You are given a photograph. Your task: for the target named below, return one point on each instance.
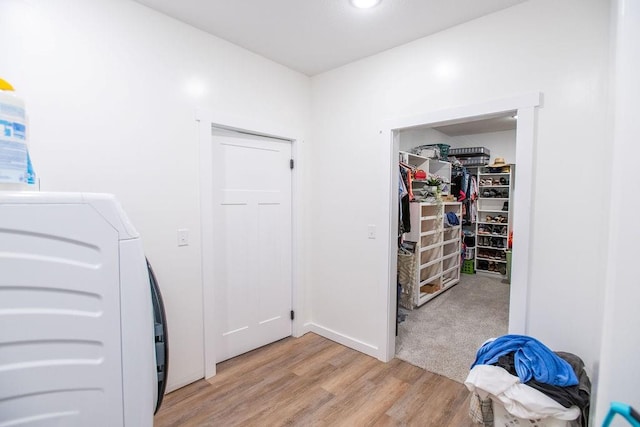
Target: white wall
(557, 48)
(112, 90)
(620, 365)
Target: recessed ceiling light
(364, 4)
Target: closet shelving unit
(432, 166)
(437, 250)
(495, 218)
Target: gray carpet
(443, 335)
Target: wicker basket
(468, 267)
(407, 279)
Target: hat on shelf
(498, 162)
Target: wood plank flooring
(312, 381)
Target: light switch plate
(183, 237)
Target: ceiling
(313, 36)
(482, 124)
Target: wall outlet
(183, 237)
(371, 231)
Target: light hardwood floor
(312, 381)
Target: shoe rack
(438, 246)
(495, 218)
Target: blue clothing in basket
(532, 359)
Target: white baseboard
(345, 340)
(181, 382)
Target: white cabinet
(437, 255)
(495, 218)
(431, 166)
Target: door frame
(205, 121)
(525, 107)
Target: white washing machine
(82, 338)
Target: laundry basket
(501, 418)
(407, 279)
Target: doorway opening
(525, 108)
(454, 255)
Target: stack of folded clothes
(530, 381)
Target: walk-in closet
(455, 229)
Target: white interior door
(252, 241)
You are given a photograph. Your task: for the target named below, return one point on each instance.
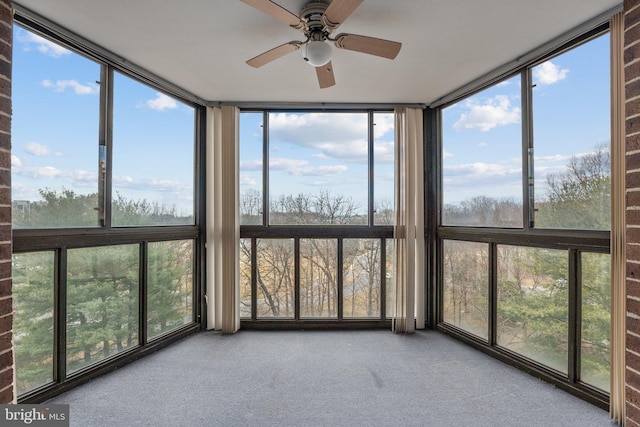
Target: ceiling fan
(317, 21)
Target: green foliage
(102, 288)
(102, 303)
(57, 210)
(33, 320)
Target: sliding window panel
(153, 157)
(533, 304)
(245, 278)
(595, 345)
(465, 281)
(169, 286)
(251, 170)
(102, 303)
(276, 278)
(383, 168)
(318, 168)
(482, 158)
(571, 115)
(318, 278)
(361, 278)
(55, 135)
(33, 321)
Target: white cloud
(496, 111)
(549, 73)
(78, 88)
(152, 184)
(336, 136)
(36, 149)
(41, 44)
(38, 171)
(247, 180)
(297, 167)
(160, 103)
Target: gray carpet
(333, 378)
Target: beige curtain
(223, 229)
(409, 228)
(618, 207)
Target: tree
(484, 211)
(580, 196)
(33, 321)
(102, 290)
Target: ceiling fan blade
(338, 11)
(370, 45)
(273, 54)
(325, 75)
(276, 11)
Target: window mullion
(528, 199)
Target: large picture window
(571, 136)
(523, 238)
(482, 158)
(112, 161)
(56, 109)
(316, 206)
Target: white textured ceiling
(202, 45)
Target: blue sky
(314, 151)
(482, 134)
(55, 134)
(55, 130)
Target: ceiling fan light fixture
(317, 53)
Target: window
(482, 158)
(524, 263)
(251, 171)
(99, 290)
(275, 278)
(316, 208)
(571, 103)
(383, 168)
(102, 303)
(33, 323)
(56, 108)
(318, 170)
(170, 286)
(361, 278)
(533, 303)
(465, 279)
(595, 341)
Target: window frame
(299, 232)
(574, 241)
(60, 240)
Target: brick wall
(6, 316)
(632, 125)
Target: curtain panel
(223, 226)
(409, 225)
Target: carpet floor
(323, 378)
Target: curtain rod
(262, 105)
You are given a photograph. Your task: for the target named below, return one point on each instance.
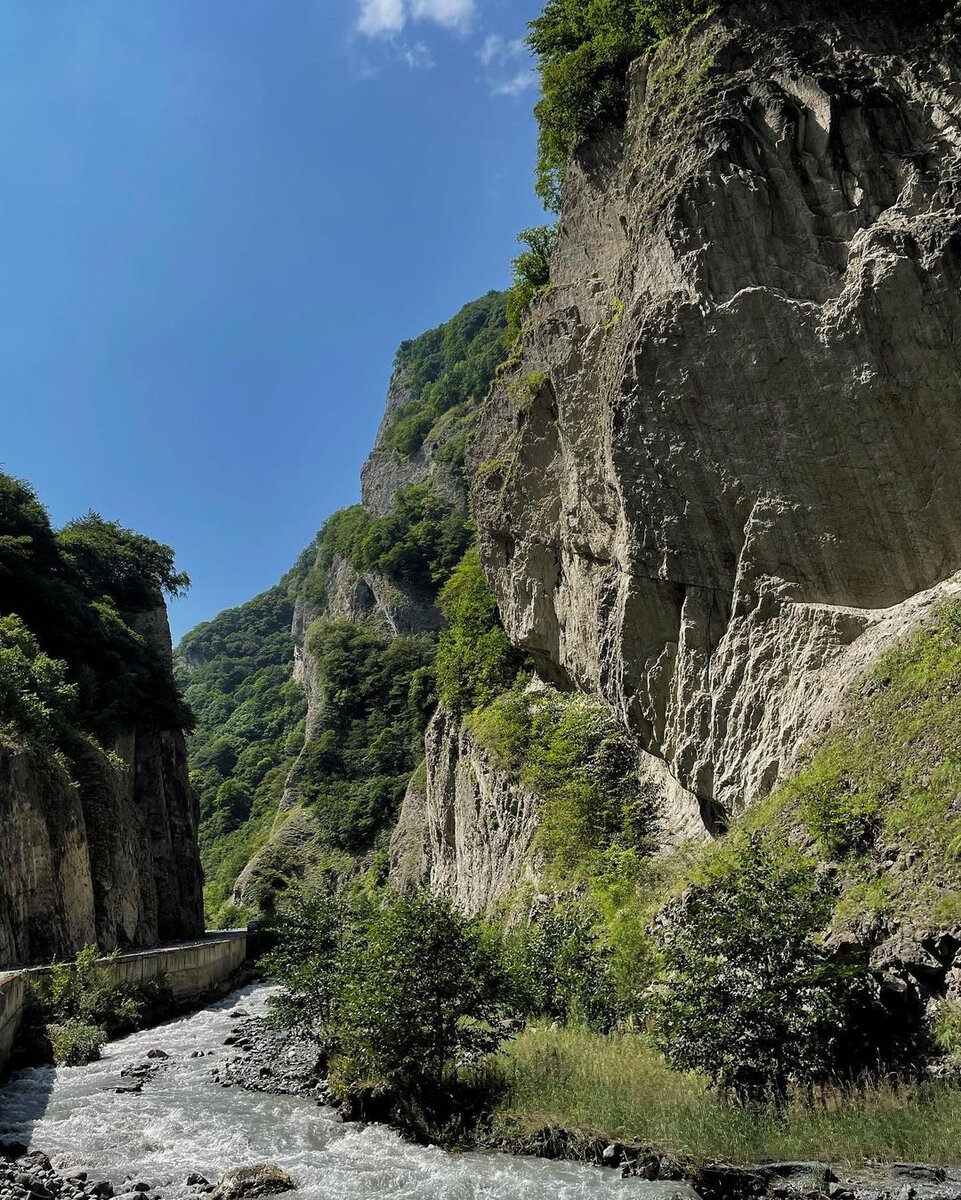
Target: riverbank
(191, 1117)
(578, 1097)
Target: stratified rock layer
(466, 827)
(730, 448)
(112, 861)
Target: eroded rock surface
(113, 861)
(466, 828)
(727, 453)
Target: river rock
(258, 1180)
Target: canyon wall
(108, 857)
(720, 475)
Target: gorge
(611, 741)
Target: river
(184, 1122)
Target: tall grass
(619, 1087)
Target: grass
(619, 1087)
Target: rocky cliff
(97, 819)
(371, 580)
(720, 475)
(108, 857)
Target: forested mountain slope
(716, 520)
(312, 700)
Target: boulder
(256, 1180)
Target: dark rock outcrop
(719, 479)
(110, 858)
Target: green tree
(749, 995)
(475, 661)
(35, 696)
(404, 991)
(421, 995)
(532, 274)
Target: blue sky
(220, 217)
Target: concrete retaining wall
(191, 967)
(12, 1001)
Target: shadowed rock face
(113, 861)
(730, 450)
(466, 829)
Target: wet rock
(260, 1180)
(924, 1173)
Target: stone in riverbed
(258, 1180)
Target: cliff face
(109, 858)
(466, 829)
(437, 385)
(720, 475)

OBJECTIVE. Retype, word for word, only the lines from the line with "Target: tree" to the final line of the listing above; the pictures do not belong in the copy.

RESPONSE.
Target: tree
(484, 211)
(580, 196)
(33, 321)
(102, 290)
Target: ceiling fan blade
(338, 11)
(370, 45)
(273, 54)
(325, 75)
(276, 11)
Target: window mullion
(528, 199)
Target: large picture window
(571, 136)
(523, 238)
(482, 158)
(112, 161)
(56, 109)
(316, 206)
Target: white textured ceiling
(202, 45)
Target: blue sky
(314, 151)
(482, 134)
(55, 134)
(55, 130)
Target: ceiling fan light fixture
(317, 53)
Target: window
(482, 158)
(524, 263)
(251, 171)
(99, 290)
(275, 278)
(316, 208)
(571, 103)
(383, 168)
(102, 303)
(33, 323)
(56, 108)
(318, 170)
(170, 286)
(361, 278)
(533, 303)
(465, 279)
(595, 341)
Target: window frame
(299, 232)
(574, 241)
(60, 240)
Target: brick wall
(6, 316)
(632, 125)
Target: curtain panel
(223, 226)
(409, 225)
Target: carpet floor
(323, 378)
Target: curtain rod
(262, 105)
You are given a photograph. Your task: for the target named below, return one point on each instance.
Target: riverbank
(191, 1117)
(578, 1097)
Target: stratified rock layer
(466, 827)
(730, 448)
(112, 861)
Target: eroded rock surface
(113, 861)
(466, 828)
(727, 453)
Target: river rock
(258, 1180)
Target: canyon wall
(108, 857)
(720, 475)
Target: gorge
(611, 741)
Target: river
(184, 1122)
Target: tall grass
(619, 1087)
Target: grass
(619, 1087)
Target: rocky cliff
(97, 819)
(371, 580)
(720, 475)
(108, 857)
Target: forested mountain slope
(716, 520)
(312, 700)
Target: boulder
(256, 1180)
Target: dark rock outcrop
(719, 479)
(110, 858)
Target: green tree
(749, 995)
(475, 661)
(35, 696)
(404, 991)
(421, 995)
(532, 274)
Target: blue sky
(220, 217)
Target: concrete retaining wall
(191, 967)
(12, 1001)
Target: shadowed rock face
(113, 861)
(730, 450)
(466, 829)
Target: wet rock
(260, 1180)
(924, 1173)
Target: stone in riverbed
(258, 1180)
Target: cliff face
(109, 858)
(466, 829)
(437, 385)
(720, 475)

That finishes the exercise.